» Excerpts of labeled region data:
▶

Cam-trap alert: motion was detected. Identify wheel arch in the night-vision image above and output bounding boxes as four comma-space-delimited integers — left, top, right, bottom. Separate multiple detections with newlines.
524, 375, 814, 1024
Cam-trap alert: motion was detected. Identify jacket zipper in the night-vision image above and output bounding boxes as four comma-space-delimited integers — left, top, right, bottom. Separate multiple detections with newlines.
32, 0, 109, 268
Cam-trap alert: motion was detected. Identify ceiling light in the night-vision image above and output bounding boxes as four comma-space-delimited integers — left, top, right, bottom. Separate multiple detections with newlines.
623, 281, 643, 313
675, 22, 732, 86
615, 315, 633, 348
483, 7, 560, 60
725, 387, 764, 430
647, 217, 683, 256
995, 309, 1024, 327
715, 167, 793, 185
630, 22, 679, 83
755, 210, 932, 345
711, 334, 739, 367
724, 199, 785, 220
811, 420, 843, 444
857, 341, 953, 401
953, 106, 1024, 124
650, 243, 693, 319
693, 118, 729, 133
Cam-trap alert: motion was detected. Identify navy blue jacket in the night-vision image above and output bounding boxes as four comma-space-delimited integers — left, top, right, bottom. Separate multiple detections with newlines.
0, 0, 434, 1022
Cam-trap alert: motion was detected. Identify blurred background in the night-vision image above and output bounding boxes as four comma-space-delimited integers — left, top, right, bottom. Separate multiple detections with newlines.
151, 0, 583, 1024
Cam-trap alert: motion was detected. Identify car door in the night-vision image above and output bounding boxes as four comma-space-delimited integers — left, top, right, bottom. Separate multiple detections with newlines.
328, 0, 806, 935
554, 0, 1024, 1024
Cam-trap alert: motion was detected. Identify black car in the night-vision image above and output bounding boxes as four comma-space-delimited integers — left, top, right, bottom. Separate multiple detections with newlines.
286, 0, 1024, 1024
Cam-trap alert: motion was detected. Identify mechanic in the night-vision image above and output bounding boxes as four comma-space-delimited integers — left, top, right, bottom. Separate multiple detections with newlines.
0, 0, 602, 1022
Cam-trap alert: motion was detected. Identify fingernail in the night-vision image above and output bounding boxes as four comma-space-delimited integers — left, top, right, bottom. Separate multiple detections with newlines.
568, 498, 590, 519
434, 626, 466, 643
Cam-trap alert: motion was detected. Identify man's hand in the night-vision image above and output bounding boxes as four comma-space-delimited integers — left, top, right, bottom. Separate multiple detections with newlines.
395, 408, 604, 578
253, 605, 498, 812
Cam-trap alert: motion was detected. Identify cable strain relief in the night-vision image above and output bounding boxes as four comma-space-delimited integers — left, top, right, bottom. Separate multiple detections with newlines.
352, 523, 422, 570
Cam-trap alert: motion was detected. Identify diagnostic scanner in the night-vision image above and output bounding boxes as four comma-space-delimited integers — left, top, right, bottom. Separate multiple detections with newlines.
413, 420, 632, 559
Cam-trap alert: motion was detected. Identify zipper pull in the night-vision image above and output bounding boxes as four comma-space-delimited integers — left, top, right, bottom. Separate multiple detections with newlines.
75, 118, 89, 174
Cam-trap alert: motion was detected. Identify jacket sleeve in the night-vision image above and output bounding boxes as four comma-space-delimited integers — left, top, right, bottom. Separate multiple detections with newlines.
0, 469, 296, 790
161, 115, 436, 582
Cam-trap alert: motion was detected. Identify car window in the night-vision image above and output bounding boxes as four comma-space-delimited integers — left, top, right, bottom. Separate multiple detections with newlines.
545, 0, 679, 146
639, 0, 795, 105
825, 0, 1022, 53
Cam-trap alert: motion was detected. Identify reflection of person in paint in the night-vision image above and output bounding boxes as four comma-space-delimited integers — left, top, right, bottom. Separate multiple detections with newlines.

◀

» Challenge: Change every "night-vision image" in the material above to "thermal image" and write all of it out again, leaving everything else unchanged.

» Full answer:
Cam-trap alert: motion was detected. Identify wheel arch in the thermal image above and output bounding boxes as four comma-space-delimited integers — left, top, right, bottom. Separate multiple detections with newlines.
524, 375, 814, 1024
Cam-trap alert: motion was detected. Identify jacket zipper in the thermal image above and output bounding boxes as four comma-space-delimited integers — left, top, right, bottom. Separate multiple detections with newlines.
32, 0, 109, 268
Cam-trap alert: motion was detected. Identify ceiling light in the thermal image above and output bounding boxes as four comma-space-delimited integers — left, top, right, bottom. Separate multiple detections with newlines.
623, 281, 643, 313
675, 22, 732, 86
615, 315, 633, 348
483, 7, 560, 60
725, 387, 764, 430
647, 217, 683, 256
995, 309, 1024, 327
715, 167, 793, 185
630, 22, 679, 83
755, 210, 932, 345
711, 334, 739, 367
724, 199, 785, 220
811, 420, 843, 444
857, 341, 953, 401
953, 106, 1024, 124
650, 243, 693, 319
693, 118, 729, 133
Cam-trap alert: motion was detected. Identify navy blue jacket in the thermal image above and output bounding boxes as four comma-space-delimited integers — left, top, right, bottom. Separate multiple detections with newlines.
0, 0, 434, 1022
Cam-trap alert: motion was detected. Identify blurred background in the thermal image above and output bounding boxes as four comma-space-delimited integers — left, top, right, bottom. Separate multiple detections with newlines.
151, 0, 583, 1024
Cam-trap alert: motion was detected. Identify car door in the thermal image above and output bounding boxes as four comma-space-delimited integers — left, top, right, bottom. Separate multiple detections with newlines.
328, 0, 806, 935
554, 0, 1024, 1024
Cam-trap alert: motion was detected. Identify black car in the thermal image above and output bounding boxes as four comma-space-delimited integers — left, top, right, bottom. Separate multiple detections with newlines.
286, 0, 1024, 1024
Cam-trap alert: motion was detected. Identify mechanic in the thermal image above and output bounding boxes as four comma-space-delimited integers — left, top, right, bottom. Separate multiple detections with newlines.
0, 0, 602, 1022
Cam-trap alert: motion was detected. Identify fingernail in the thermal image above and output bounding boxes as four comma-space-delimited integers — left, top, right, bottom. Separate multiple detections with newlines.
568, 498, 590, 519
434, 626, 466, 643
Cam-trap alert: motion was detected. Identify man's hand in the thermal image above and output bounding boxes as four comma-space-delimited integers — left, top, right, bottom. Separate multiple detections with newlines.
395, 408, 604, 578
253, 605, 498, 812
Cam-trap alert: motion was detected. Identify cable strain relief in the thermal image above and output bounding boxes as four comma-space-delimited integers — left, top, right, bottom. Separate multiple detections with newlines.
352, 523, 422, 570
Cam-trap alert: motion was detected. Identify diagnostic scanner in the thermal image above and output bounding boxes as four comma-space-delimited integers — left, top, right, bottom. Separate multiple detections with newlines.
413, 420, 632, 559
Cam-trap alert: motion was detected. Identify zipper pull in the thermal image above and output bounding boxes as four comma-space-delimited integers — left, top, right, bottom. Separate multiple detections with newlines.
75, 118, 89, 174
Cam-trap alert: motion was detected. Identify jacket sleeve in the thermal image above and output bounding boxes as four comma-space-delimited integers — left, top, right, bottom. Separate multiple detections with newlines.
0, 469, 296, 790
161, 115, 436, 582
Cam-trap alert: motion was detected. Identify car window in the thermal image above and output bounding boxes as four comma-space-delimited integers — left, top, right, bottom. Separate multiple detections with newlines.
545, 0, 679, 146
639, 0, 795, 105
825, 0, 1022, 53
Cam-trap alert: motion was detected. Identify reflection of person in paint in the thermal image above and output bounding boxes as four comma-space-delimited integers — left, top, right, bottom. Separate multiple detections with newlines.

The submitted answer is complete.